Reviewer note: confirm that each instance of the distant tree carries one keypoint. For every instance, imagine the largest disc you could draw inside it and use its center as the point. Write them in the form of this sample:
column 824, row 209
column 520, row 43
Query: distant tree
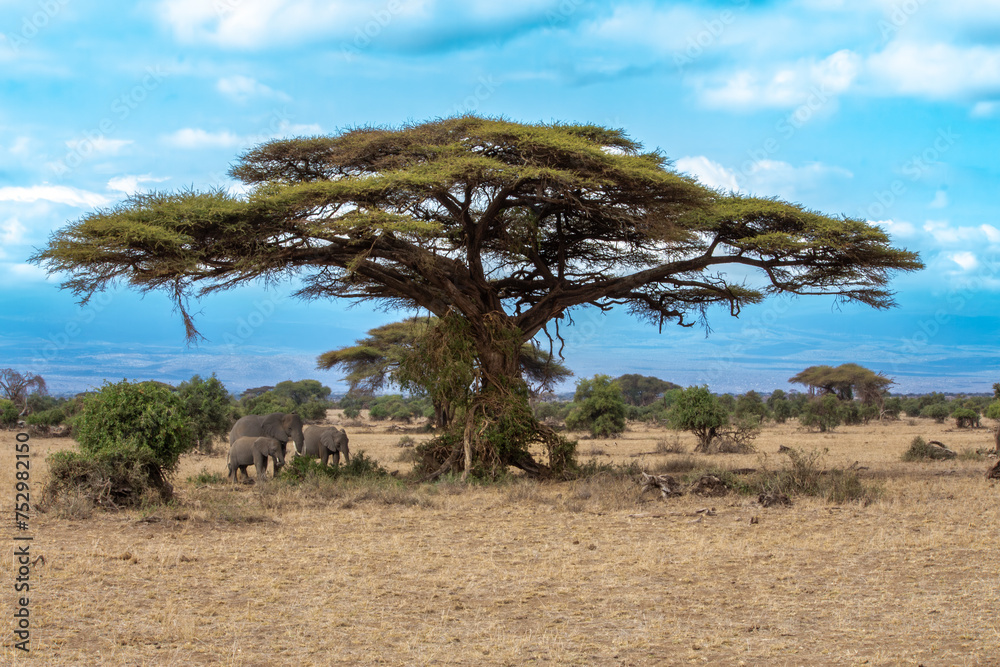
column 17, row 387
column 695, row 409
column 846, row 381
column 823, row 412
column 211, row 410
column 965, row 417
column 378, row 361
column 750, row 405
column 599, row 406
column 503, row 225
column 936, row 411
column 642, row 390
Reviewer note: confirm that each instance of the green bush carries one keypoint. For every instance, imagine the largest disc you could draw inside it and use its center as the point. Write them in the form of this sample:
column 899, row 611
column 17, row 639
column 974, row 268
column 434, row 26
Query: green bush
column 8, row 412
column 695, row 409
column 135, row 417
column 209, row 407
column 52, row 417
column 937, row 411
column 965, row 417
column 600, row 407
column 824, row 413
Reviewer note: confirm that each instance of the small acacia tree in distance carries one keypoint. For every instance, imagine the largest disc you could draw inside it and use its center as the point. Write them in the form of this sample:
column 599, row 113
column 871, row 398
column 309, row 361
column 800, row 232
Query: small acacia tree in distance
column 504, row 226
column 600, row 407
column 697, row 410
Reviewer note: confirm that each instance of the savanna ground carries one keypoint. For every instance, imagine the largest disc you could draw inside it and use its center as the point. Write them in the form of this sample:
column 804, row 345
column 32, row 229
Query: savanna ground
column 576, row 573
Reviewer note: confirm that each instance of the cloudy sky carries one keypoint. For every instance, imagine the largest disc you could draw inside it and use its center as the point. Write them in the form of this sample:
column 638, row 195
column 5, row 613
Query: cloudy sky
column 881, row 109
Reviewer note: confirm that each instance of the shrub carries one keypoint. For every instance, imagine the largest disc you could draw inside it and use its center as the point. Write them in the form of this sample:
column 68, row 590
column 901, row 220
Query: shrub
column 600, row 407
column 131, row 437
column 696, row 410
column 965, row 417
column 52, row 417
column 823, row 413
column 137, row 416
column 8, row 412
column 937, row 411
column 209, row 407
column 920, row 450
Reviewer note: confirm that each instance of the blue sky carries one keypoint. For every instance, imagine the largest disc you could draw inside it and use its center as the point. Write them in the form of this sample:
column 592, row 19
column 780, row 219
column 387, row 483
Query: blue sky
column 886, row 110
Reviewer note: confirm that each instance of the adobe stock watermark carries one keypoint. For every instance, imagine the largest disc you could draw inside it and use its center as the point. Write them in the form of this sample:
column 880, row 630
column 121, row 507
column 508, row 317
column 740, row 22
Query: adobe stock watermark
column 914, row 167
column 35, row 23
column 712, row 29
column 365, row 34
column 93, row 141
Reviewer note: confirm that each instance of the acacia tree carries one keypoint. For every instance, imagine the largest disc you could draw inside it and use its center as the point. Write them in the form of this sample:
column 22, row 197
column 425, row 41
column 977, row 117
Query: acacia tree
column 502, row 226
column 378, row 360
column 17, row 387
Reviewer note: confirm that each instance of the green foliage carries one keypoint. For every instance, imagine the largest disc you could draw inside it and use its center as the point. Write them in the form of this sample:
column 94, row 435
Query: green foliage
column 52, row 417
column 399, row 408
column 936, row 411
column 8, row 413
column 302, row 468
column 846, row 381
column 965, row 417
column 210, row 409
column 823, row 412
column 921, row 450
column 135, row 418
column 599, row 407
column 642, row 390
column 695, row 409
column 751, row 405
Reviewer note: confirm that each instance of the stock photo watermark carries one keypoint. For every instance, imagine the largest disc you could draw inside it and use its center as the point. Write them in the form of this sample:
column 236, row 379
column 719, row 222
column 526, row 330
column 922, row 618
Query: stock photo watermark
column 35, row 23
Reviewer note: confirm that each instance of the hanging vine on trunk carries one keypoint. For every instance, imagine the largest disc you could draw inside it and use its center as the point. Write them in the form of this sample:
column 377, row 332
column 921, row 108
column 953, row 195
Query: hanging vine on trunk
column 494, row 424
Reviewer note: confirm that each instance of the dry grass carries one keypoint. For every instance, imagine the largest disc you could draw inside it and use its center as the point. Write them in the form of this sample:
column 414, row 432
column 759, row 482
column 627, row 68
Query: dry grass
column 577, row 573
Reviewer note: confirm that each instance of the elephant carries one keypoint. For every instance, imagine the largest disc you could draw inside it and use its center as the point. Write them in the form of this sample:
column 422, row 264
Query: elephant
column 322, row 442
column 282, row 426
column 254, row 450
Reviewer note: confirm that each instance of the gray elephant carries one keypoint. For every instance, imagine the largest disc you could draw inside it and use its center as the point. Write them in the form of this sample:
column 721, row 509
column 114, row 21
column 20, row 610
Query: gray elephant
column 254, row 451
column 322, row 442
column 282, row 426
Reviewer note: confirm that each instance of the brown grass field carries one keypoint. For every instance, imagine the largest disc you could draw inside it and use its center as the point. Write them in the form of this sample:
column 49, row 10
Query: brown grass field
column 576, row 573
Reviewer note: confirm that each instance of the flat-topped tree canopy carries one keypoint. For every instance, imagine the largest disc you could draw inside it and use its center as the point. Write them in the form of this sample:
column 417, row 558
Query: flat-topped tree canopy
column 477, row 215
column 506, row 225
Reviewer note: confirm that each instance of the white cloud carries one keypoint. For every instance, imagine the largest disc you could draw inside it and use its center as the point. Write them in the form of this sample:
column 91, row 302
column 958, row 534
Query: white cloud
column 130, row 184
column 198, row 138
column 59, row 194
column 966, row 260
column 940, row 200
column 936, row 71
column 710, row 173
column 242, row 88
column 11, row 232
column 97, row 145
column 806, row 82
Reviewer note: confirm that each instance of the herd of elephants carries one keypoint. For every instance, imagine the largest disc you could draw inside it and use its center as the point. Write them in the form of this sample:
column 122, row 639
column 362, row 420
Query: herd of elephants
column 255, row 438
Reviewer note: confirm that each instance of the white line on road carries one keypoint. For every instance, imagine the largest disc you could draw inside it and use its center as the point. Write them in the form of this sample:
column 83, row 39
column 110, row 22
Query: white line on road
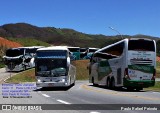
column 156, row 92
column 45, row 95
column 94, row 112
column 64, row 102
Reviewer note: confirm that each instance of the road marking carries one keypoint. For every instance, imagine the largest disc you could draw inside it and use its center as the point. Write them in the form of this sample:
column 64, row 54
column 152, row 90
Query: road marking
column 84, row 86
column 94, row 112
column 156, row 92
column 45, row 95
column 64, row 102
column 5, row 79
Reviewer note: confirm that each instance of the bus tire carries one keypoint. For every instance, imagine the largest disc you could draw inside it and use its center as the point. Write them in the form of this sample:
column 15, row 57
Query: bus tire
column 139, row 88
column 108, row 83
column 112, row 83
column 93, row 82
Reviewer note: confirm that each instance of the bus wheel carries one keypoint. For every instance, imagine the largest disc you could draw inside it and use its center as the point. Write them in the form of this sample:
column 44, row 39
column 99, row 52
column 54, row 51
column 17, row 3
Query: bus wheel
column 93, row 82
column 108, row 83
column 112, row 84
column 138, row 89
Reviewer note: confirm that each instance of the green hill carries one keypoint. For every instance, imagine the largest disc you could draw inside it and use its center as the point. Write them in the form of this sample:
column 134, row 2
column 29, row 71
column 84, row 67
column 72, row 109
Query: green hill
column 24, row 33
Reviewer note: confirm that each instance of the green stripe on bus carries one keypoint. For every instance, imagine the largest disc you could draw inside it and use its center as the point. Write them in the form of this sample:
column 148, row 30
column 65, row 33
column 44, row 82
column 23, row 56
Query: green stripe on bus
column 104, row 69
column 143, row 68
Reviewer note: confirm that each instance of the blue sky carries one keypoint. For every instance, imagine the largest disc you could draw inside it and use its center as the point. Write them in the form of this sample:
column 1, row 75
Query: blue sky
column 129, row 17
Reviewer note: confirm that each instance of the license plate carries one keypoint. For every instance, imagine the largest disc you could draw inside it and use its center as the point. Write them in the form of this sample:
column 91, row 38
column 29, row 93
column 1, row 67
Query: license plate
column 50, row 84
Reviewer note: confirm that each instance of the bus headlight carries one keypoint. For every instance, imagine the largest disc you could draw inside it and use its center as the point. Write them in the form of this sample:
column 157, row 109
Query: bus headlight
column 63, row 80
column 38, row 80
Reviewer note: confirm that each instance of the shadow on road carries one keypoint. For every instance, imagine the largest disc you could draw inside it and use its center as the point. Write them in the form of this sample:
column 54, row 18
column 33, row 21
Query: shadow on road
column 120, row 89
column 54, row 88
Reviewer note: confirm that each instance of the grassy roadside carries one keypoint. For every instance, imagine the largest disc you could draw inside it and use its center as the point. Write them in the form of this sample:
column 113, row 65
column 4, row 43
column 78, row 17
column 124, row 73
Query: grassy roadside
column 82, row 74
column 26, row 76
column 29, row 75
column 154, row 88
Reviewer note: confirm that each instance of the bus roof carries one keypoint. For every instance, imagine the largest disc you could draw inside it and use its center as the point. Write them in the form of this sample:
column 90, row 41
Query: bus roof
column 73, row 47
column 54, row 48
column 32, row 47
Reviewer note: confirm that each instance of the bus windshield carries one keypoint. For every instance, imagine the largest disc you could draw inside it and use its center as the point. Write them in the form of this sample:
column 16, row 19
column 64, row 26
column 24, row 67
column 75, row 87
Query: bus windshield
column 52, row 54
column 141, row 45
column 14, row 52
column 74, row 49
column 51, row 67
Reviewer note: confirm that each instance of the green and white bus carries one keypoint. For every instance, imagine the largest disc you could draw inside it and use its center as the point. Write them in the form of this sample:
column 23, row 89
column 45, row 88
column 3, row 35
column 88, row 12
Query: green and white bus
column 129, row 63
column 75, row 52
column 54, row 67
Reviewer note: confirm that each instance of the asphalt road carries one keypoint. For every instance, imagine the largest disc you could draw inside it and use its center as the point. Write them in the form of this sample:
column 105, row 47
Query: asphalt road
column 84, row 98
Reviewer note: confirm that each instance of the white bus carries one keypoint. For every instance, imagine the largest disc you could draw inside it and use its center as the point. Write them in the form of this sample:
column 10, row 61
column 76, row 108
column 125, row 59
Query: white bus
column 54, row 67
column 129, row 63
column 21, row 58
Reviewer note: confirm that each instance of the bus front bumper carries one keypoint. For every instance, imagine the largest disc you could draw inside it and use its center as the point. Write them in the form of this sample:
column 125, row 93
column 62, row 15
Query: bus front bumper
column 138, row 83
column 52, row 84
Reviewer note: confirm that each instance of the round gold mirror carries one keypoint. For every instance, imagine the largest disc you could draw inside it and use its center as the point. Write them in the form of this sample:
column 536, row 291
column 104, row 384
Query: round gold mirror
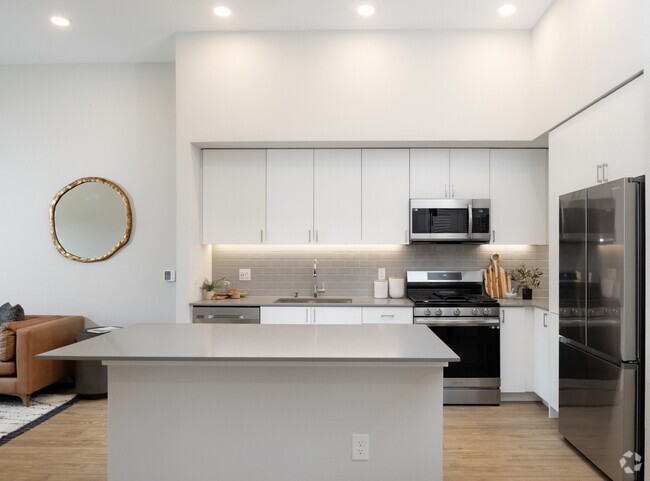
column 90, row 219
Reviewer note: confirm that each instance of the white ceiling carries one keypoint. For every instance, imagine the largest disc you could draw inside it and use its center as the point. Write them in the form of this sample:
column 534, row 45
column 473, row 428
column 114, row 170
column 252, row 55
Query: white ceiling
column 143, row 30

WHAT IS NEEDED:
Reproduce the rows above verbatim, everything from the line containing "Reviewer note: confirm that each instance of the white cloud" down through the line containing "column 806, row 82", both included.

TASK OUTPUT:
Reviewer note: confirm that each instance of the white cloud carries one keypoint. For every instance, imagine the largest disc you could draw inside it and use its center as the point. Write them in the form of this sample:
column 91, row 302
column 958, row 534
Query: white cloud
column 130, row 184
column 198, row 138
column 59, row 194
column 966, row 260
column 940, row 200
column 936, row 71
column 710, row 173
column 242, row 88
column 11, row 232
column 97, row 145
column 806, row 82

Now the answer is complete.